- [Excerpted records]:
>>>
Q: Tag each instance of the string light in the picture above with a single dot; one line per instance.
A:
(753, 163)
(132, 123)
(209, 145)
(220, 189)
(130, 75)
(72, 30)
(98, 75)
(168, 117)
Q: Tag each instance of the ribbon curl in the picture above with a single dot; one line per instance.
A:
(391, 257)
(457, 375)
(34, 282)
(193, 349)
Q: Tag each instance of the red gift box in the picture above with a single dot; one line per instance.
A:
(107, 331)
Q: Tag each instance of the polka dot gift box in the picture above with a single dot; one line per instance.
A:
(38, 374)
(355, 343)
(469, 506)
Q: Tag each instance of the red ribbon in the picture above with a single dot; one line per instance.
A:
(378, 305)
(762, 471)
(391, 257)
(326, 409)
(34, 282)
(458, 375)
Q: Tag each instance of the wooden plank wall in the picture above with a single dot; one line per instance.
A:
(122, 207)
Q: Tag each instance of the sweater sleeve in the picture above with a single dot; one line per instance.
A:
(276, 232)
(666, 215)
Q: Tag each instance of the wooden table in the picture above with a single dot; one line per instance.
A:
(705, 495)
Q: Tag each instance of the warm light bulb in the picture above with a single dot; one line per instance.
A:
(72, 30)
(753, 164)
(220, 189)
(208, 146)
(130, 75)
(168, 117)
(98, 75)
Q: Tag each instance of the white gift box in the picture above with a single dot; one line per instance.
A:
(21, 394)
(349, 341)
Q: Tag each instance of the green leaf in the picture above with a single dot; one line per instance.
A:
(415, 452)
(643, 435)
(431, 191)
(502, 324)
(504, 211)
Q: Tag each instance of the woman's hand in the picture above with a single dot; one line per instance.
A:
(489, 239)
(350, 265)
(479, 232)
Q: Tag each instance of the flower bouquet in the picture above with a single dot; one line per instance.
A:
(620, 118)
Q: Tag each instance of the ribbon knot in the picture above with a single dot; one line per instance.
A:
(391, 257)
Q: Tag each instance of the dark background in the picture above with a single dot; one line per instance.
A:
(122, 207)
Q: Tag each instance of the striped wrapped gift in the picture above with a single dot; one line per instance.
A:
<<<
Reproduce the lines above word for word, from the line that contains "Q: Tag each instance of the flower" through the final line, with both of those lines included.

- [Output below]:
Q: Tag each instance of the flower bouquet in the picture above with a single dot; one line per instance.
A:
(620, 118)
Q: Tag each instance of the ribbon knot in the picture above with a single dot; one line per instance.
A:
(391, 257)
Q: Tag each instance of the dark background in the picture above with a single dot; one line per instance.
A:
(122, 207)
Q: Tag each instance of the striped wrapped gift in the picture above with a single dot; one line per instance.
A:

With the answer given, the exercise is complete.